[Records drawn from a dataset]
━━━━━━━━━━━━━━━━

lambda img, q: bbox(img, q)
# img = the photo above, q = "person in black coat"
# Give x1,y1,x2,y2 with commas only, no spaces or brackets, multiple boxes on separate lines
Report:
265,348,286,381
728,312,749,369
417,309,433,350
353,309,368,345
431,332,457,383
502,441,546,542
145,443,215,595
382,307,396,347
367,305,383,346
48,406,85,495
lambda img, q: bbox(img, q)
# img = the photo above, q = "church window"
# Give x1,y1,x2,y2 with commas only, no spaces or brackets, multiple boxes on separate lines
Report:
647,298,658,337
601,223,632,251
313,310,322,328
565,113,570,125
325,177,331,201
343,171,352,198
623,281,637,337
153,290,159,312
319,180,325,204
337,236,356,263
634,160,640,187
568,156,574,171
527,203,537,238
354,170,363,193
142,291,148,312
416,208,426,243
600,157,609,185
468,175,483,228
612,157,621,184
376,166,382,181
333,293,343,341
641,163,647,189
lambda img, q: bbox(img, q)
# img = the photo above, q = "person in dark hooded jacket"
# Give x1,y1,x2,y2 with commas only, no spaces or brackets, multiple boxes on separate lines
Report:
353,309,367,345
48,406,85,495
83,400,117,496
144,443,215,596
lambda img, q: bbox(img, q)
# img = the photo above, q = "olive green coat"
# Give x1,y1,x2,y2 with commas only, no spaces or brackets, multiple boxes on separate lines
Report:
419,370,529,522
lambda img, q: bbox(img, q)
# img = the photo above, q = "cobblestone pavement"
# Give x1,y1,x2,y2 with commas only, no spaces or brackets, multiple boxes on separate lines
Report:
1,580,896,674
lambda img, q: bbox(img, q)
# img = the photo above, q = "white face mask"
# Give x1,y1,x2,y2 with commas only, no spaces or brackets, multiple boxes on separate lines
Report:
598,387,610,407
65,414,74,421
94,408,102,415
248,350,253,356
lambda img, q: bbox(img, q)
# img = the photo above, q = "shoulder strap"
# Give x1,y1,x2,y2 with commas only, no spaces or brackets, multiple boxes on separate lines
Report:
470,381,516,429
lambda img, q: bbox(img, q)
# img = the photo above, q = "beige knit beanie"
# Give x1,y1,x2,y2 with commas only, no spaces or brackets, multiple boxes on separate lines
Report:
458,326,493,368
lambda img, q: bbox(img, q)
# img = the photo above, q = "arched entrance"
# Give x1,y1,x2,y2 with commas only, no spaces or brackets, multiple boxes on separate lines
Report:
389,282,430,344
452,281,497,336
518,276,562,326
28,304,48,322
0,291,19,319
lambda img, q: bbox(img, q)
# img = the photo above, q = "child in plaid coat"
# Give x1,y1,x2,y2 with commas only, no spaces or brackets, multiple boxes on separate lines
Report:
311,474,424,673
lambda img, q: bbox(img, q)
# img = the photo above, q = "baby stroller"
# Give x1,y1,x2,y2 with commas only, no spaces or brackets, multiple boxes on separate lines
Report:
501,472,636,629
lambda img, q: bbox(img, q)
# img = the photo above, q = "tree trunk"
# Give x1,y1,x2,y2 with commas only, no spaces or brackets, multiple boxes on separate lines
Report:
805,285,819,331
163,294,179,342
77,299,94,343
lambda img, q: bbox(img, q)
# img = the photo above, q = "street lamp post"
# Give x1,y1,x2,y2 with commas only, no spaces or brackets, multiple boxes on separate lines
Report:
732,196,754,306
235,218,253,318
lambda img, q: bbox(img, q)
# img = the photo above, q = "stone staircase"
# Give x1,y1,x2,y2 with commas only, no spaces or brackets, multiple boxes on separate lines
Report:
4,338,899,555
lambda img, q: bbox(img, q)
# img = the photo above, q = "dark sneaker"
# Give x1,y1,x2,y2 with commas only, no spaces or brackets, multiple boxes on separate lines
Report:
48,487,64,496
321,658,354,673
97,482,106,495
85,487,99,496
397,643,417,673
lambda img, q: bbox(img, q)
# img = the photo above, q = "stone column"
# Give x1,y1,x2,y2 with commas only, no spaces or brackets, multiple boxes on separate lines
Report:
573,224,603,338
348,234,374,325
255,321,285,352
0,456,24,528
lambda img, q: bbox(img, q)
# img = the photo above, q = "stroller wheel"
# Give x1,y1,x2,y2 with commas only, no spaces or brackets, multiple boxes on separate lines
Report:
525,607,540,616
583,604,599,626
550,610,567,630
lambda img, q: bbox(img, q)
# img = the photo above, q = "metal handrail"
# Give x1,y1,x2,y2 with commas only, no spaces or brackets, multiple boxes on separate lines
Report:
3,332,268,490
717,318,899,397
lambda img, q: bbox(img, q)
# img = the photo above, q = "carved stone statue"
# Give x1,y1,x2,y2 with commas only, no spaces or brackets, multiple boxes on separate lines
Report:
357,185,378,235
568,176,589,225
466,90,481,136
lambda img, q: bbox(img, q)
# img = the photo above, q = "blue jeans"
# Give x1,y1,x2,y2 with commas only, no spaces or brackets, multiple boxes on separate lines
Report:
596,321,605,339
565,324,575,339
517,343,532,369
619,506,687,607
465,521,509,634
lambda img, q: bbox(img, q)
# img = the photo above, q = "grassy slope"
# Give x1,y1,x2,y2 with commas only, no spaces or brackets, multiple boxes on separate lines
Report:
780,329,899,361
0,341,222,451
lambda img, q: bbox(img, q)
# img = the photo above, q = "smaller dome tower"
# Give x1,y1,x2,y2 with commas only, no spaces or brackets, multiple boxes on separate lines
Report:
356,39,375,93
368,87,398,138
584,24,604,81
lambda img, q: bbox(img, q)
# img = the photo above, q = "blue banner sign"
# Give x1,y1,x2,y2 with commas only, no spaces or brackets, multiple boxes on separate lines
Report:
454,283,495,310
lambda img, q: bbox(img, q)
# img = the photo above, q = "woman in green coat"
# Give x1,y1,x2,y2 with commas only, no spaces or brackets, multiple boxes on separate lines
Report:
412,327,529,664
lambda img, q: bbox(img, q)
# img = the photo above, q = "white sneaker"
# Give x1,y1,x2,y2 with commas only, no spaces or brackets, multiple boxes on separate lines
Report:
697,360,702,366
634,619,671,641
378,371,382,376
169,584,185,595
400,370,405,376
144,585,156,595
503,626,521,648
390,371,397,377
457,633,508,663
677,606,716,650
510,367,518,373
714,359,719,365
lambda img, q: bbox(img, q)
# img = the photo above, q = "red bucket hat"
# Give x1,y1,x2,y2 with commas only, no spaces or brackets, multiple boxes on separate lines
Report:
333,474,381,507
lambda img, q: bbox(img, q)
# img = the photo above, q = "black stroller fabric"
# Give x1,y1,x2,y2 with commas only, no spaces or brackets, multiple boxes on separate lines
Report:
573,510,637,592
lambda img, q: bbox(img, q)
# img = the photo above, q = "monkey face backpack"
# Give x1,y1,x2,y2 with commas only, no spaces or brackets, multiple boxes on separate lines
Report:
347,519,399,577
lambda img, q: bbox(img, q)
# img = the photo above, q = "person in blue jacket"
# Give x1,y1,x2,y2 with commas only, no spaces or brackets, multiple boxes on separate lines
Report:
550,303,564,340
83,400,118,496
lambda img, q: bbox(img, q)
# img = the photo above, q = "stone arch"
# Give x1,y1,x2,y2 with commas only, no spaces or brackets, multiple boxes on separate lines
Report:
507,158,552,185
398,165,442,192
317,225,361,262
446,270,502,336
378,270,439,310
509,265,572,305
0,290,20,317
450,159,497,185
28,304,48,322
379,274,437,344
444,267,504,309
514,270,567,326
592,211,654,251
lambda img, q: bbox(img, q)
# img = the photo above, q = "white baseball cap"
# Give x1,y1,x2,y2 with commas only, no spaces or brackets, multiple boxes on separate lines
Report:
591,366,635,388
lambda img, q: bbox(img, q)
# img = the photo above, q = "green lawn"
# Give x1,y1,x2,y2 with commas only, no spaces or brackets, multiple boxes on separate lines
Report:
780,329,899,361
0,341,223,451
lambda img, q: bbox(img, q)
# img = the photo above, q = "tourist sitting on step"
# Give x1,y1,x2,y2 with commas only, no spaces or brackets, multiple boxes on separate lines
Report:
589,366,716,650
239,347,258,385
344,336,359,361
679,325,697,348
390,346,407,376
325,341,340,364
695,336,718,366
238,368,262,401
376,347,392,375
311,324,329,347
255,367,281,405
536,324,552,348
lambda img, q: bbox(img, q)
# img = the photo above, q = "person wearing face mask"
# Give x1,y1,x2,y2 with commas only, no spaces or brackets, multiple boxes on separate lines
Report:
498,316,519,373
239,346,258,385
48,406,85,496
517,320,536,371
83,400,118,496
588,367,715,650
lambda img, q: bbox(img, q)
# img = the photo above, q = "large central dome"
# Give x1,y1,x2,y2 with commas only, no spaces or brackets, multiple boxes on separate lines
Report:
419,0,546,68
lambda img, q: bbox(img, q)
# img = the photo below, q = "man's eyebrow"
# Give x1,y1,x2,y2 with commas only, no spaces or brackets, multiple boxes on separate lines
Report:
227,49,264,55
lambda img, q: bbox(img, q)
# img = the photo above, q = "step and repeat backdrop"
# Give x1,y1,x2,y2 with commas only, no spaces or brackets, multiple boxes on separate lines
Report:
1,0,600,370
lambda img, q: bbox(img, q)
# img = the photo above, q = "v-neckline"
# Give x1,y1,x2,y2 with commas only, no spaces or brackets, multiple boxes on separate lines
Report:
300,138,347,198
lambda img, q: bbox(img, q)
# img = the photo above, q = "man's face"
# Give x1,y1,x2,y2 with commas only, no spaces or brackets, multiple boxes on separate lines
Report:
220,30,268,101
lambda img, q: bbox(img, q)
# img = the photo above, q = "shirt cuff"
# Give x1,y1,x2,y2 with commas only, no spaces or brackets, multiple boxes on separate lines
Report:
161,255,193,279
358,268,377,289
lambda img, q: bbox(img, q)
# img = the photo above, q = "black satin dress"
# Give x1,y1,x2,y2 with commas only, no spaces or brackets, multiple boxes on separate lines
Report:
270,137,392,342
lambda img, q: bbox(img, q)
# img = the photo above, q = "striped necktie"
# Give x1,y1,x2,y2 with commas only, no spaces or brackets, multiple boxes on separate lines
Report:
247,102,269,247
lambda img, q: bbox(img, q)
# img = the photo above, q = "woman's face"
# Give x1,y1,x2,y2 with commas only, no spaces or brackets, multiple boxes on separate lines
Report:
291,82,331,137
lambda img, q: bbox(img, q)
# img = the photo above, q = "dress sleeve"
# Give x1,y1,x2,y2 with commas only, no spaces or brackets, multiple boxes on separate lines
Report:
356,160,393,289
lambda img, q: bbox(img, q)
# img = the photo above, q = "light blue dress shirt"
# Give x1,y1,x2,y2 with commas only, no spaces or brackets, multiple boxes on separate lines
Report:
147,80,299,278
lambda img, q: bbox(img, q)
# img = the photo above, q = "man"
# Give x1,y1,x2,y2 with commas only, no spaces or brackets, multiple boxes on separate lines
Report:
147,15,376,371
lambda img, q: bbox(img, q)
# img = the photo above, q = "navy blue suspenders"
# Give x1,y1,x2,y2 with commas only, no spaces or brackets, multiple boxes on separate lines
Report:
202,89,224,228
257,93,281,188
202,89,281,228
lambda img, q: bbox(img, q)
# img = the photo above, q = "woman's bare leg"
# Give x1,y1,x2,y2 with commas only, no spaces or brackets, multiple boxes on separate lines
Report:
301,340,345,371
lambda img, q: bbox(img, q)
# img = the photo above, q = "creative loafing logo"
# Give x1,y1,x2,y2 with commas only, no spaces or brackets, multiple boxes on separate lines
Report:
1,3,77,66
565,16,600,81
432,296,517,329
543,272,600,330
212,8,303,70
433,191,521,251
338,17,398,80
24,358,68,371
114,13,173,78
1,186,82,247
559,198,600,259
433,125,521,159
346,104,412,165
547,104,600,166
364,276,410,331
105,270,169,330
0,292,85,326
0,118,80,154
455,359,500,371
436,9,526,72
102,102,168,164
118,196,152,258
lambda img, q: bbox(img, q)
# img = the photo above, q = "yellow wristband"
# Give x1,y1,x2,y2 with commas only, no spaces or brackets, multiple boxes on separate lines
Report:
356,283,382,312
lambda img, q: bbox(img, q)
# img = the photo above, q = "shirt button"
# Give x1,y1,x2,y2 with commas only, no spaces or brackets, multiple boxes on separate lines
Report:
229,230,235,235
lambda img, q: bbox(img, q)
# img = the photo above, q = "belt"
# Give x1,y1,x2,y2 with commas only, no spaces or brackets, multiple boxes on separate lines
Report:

━━━━━━━━━━━━━━━━

_How to complete this task_
Count how many lines in the data contain the word "green", giving the number without comment.

_Response area_
3